#### Reading text:
Updated on April 11, 2010

 It is a real dilemma for over five million unemployed people who have been unable to secure a job, even a shit job paying $9 hr, for over nine months or more. If you have never been in this situation, you simply do not know what it is like. This is revealed when the infamous statement is spoken: " You mean, you can't find a job at a fast food joint?" "Surely, there is SOME job out there you can get".

Most blogs and online commentators rightly state, you should not lie or stretch the truth on your resume. Why? It is simply too easy to check. If the check is done, that is. If it is, any shot of getting a job is history. Of course, it is a gamble, which might work in your favor, the check may never happen.

If you are one of the five million out of work for nine months to a year, odds are, you are more willing to take the gamble because you have nothing to lose. With the job market having six applicants to one job, probably way more in some fields, you compete with a slew of applicants:

1. Those still working but wanting a better gig

2. Those out of work less than 3 months

3. Those out of work less than 6 months

4. Those out of work less than one year

5. Those out of work over a year

6. Those highly qualified or qualified with recent experience

7. Those with skills that are now dated because of lack of employment, yet, still valid if given the chance

Employers who read cover letters explaining why the applicant has been unemployed for nine months or more, simply are passed over into a dead file if the applicant pool provides better choices, even if you are obviously qualified. Fact is, the more time passes and you remain unemployed, the more desperate the job seeker becomes, the harder it is to present a valid argument to an employer that does not create suspicion on their part, as in, "this person must not be good person, why has he not worked"?

Employers really could care less about the sob story, they just want the best person for the gig. Period. All this BS about how employers care, how you should state you went back to school, took courses, took care of kids or loved one, really is just false hope. Sure, you might, if you are lucky, get sympathy, but when comparing resumes, if all is equal, the applicant with fewer gaps or long gaps in employment history will get the interview or job.

#### Listed records:

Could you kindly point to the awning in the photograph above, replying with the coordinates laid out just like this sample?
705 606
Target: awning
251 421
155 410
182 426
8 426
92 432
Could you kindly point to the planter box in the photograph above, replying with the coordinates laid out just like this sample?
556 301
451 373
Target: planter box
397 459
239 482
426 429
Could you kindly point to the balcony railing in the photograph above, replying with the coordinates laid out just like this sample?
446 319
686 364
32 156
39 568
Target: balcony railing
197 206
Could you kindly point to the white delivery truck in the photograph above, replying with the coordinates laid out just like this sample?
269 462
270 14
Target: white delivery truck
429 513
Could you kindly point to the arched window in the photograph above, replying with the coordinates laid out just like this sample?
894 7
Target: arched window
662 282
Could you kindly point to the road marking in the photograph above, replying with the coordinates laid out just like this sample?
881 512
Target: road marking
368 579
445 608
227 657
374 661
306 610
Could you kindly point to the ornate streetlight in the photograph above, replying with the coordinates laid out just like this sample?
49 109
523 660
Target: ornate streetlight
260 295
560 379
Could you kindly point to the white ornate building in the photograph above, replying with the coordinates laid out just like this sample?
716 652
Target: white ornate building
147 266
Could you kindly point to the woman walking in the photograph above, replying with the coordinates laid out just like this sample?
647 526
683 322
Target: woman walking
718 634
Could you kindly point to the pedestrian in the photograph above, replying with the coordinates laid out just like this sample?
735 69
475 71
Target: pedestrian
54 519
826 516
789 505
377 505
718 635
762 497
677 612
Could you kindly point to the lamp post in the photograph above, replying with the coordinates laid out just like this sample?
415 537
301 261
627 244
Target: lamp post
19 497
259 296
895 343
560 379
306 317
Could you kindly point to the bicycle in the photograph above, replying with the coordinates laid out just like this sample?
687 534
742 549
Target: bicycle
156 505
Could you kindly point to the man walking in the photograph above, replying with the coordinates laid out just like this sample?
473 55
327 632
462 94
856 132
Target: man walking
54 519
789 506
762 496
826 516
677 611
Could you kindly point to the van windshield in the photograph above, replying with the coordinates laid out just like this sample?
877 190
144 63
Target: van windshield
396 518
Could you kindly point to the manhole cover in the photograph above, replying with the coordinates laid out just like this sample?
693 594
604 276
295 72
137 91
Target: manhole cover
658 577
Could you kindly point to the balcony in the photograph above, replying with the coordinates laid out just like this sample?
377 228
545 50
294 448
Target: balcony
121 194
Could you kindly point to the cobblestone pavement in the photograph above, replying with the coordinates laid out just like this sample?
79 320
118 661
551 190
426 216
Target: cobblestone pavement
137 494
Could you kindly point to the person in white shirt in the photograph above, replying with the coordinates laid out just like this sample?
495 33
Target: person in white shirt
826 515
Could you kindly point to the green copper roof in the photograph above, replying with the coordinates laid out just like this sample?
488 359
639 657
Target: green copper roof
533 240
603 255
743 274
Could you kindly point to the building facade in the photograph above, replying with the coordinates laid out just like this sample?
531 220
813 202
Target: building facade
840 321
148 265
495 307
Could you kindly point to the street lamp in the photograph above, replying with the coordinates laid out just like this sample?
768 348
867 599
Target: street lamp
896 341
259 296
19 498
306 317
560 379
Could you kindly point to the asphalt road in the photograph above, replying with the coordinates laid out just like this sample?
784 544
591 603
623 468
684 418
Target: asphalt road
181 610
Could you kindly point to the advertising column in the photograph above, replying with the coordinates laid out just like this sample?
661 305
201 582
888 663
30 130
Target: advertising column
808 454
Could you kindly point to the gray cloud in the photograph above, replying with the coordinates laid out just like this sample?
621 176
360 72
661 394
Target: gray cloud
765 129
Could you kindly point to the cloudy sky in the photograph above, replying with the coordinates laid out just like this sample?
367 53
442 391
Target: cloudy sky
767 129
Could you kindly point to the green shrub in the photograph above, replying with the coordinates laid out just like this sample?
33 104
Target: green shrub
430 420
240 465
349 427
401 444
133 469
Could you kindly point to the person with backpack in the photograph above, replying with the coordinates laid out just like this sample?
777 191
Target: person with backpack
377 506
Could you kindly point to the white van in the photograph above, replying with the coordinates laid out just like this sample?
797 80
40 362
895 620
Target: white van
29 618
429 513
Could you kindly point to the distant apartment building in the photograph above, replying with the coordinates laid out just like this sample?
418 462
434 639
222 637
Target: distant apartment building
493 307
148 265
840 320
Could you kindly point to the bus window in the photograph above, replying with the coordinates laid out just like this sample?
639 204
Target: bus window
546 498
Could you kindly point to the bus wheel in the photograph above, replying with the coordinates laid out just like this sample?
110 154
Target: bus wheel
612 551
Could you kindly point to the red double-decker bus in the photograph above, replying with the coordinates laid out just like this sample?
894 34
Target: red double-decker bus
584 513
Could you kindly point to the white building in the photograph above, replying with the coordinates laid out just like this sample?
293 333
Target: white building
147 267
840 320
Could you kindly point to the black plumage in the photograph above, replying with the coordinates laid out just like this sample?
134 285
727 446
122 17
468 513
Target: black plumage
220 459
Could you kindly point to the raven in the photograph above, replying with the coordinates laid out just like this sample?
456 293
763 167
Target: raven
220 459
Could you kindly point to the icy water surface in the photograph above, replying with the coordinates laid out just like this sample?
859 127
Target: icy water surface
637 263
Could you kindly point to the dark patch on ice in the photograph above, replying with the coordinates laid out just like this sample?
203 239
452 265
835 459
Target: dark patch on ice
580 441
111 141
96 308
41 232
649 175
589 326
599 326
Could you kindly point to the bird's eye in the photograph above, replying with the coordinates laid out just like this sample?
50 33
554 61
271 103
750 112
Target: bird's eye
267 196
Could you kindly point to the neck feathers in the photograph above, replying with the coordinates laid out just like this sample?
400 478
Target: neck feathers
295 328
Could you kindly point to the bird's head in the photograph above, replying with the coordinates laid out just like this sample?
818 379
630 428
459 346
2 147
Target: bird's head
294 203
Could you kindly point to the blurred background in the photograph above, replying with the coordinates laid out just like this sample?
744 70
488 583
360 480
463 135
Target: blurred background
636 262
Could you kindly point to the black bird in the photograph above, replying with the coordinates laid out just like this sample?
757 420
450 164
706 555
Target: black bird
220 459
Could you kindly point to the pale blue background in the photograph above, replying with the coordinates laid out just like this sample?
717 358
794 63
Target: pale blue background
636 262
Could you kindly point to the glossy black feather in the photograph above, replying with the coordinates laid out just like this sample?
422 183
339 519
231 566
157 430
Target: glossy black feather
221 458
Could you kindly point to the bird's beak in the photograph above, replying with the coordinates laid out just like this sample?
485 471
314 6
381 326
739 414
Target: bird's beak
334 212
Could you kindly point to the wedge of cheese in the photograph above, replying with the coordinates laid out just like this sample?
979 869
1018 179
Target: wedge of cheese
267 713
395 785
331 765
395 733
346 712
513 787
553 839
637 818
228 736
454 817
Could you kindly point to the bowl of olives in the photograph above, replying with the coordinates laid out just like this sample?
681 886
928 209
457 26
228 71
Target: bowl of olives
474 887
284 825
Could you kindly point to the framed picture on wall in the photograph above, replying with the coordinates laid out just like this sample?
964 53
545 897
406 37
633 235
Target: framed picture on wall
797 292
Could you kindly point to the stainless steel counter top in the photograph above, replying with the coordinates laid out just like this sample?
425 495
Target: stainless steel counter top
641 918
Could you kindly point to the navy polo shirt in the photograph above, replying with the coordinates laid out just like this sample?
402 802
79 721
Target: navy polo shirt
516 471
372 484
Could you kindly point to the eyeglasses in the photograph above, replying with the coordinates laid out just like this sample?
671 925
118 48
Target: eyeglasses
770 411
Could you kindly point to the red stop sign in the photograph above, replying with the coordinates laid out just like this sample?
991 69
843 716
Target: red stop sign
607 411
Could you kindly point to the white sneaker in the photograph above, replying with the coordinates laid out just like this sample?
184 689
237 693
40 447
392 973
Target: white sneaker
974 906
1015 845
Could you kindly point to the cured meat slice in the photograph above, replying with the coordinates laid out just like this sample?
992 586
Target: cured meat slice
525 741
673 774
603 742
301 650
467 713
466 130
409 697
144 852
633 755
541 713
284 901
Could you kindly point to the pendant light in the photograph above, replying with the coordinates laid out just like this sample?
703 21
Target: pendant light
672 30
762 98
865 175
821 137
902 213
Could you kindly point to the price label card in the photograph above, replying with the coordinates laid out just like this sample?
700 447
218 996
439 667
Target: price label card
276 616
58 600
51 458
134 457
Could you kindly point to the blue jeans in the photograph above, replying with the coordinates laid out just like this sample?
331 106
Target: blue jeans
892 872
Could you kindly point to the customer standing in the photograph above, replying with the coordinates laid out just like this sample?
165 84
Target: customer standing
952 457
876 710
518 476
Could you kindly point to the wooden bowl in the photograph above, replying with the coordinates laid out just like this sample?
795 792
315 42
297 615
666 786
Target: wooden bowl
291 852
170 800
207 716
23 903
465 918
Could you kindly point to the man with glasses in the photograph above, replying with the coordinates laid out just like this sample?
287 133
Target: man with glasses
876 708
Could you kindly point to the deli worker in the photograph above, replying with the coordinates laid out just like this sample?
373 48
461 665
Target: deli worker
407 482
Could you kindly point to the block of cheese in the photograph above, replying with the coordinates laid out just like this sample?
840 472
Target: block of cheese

#### To be done:
1. Print the passage of the text on long-term unemployment starting with "Most blogs and" and going on through "may never happen.".
2. According to the text on long-term unemployment, how many applicants does the job market have for each job?
The data was taken from a different source than the text.

#### Solutions below:
1.
Most blogs and online commentators rightly state, you should not lie or stretch the truth on your resume. Why? It is simply too easy to check. If the check is done, that is. If it is, any shot of getting a job is history. Of course, it is a gamble, which might work in your favor, the check may never happen.

2. Six applicants to one job.